*Goal*: Rewrite all of the rows below as a numbered list, and leave out any blank lines.

===== Available records =====

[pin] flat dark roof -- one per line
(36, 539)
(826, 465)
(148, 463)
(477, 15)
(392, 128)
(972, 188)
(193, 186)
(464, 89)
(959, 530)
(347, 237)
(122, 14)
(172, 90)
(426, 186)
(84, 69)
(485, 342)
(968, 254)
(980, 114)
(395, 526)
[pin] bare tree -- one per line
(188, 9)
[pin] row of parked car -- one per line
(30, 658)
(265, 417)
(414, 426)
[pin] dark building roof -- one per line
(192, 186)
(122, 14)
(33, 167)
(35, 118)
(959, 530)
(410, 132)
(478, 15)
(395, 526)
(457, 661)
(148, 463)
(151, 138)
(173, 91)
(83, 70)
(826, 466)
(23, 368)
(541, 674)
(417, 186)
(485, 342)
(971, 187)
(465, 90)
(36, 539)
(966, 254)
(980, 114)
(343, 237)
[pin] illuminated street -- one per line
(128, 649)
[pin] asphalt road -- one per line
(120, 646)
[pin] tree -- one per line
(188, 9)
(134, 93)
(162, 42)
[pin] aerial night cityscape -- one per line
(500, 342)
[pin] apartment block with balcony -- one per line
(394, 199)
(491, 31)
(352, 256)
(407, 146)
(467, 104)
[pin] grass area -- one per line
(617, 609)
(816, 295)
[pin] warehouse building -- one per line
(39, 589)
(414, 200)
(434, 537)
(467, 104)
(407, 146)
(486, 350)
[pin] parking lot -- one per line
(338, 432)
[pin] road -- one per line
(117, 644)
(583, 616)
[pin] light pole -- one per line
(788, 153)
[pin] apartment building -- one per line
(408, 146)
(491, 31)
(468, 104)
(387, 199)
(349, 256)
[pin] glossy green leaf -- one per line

=====

*Written solution*:
1. [pin] flat dark roof -- one per line
2. (36, 539)
3. (826, 465)
4. (148, 463)
5. (477, 15)
6. (392, 128)
7. (972, 188)
8. (193, 186)
9. (464, 89)
10. (959, 530)
11. (347, 237)
12. (122, 14)
13. (172, 90)
14. (426, 186)
15. (84, 69)
16. (485, 342)
17. (968, 254)
18. (980, 114)
19. (395, 526)
20. [pin] bare tree -- one per line
21. (188, 9)
22. [pin] row of parked car -- one per line
23. (30, 658)
24. (265, 417)
25. (414, 426)
26. [pin] dark building roof -- one per line
27. (192, 186)
28. (122, 14)
29. (33, 167)
30. (35, 118)
31. (959, 530)
32. (410, 132)
33. (478, 15)
34. (395, 526)
35. (457, 661)
36. (148, 463)
37. (151, 138)
38. (173, 91)
39. (83, 70)
40. (826, 466)
41. (23, 368)
42. (541, 674)
43. (417, 186)
44. (485, 342)
45. (971, 187)
46. (465, 90)
47. (36, 539)
48. (966, 254)
49. (980, 114)
50. (343, 237)
51. [pin] illuminated street -- one per line
52. (128, 649)
53. [pin] asphalt road -- one per line
54. (120, 646)
55. [pin] tree -- one per line
56. (188, 9)
57. (134, 93)
58. (162, 42)
59. [pin] aerial night cityscape -- one per line
60. (500, 342)
61. [pin] apartment block with balcony -- one per line
62. (394, 199)
63. (491, 31)
64. (352, 256)
65. (407, 146)
66. (467, 104)
67. [pin] grass area -- one per line
68. (617, 609)
69. (816, 295)
70. [pin] warehouse building -- one per line
71. (39, 589)
72. (414, 200)
73. (434, 537)
74. (467, 104)
75. (407, 146)
76. (486, 350)
77. [pin] parking lot -- one per line
78. (338, 432)
79. [pin] road -- one per line
80. (117, 644)
81. (583, 616)
82. [pin] light pole -- one per line
83. (788, 153)
84. [pin] apartment building -- one per line
85. (408, 146)
86. (491, 31)
87. (468, 104)
88. (387, 199)
89. (349, 256)
90. [pin] glossy green leaf -- one per line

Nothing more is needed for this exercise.